## Provided records
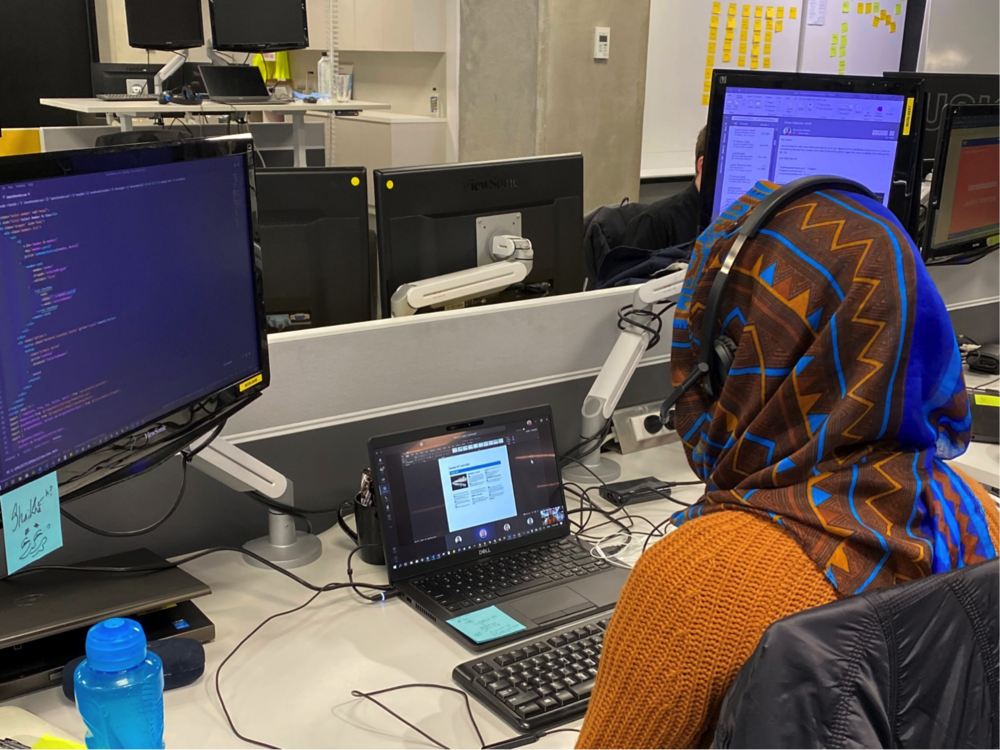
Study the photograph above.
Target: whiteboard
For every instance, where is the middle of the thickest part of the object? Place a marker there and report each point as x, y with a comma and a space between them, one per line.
---
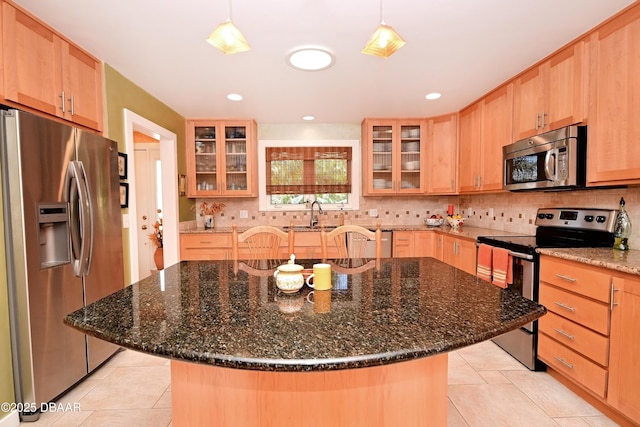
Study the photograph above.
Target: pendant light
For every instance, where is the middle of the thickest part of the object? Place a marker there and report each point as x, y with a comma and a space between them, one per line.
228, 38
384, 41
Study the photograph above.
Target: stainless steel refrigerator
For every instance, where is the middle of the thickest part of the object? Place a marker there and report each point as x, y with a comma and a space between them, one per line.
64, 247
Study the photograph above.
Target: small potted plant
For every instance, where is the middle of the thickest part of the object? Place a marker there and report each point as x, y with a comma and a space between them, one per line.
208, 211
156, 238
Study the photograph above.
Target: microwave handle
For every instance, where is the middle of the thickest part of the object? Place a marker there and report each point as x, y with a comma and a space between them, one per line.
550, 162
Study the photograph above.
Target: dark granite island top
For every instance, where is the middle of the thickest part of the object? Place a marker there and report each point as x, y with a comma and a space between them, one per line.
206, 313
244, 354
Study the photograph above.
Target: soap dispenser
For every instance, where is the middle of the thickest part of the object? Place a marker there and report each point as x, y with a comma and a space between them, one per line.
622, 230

## Task prompt
When a line holds the string "Target", pull it out of the listing.

## Result of this exercise
Target: whiteboard
Target: pendant light
Target: stainless steel refrigerator
Target: small potted plant
Target: microwave handle
Target: dark granite island top
Target: soap dispenser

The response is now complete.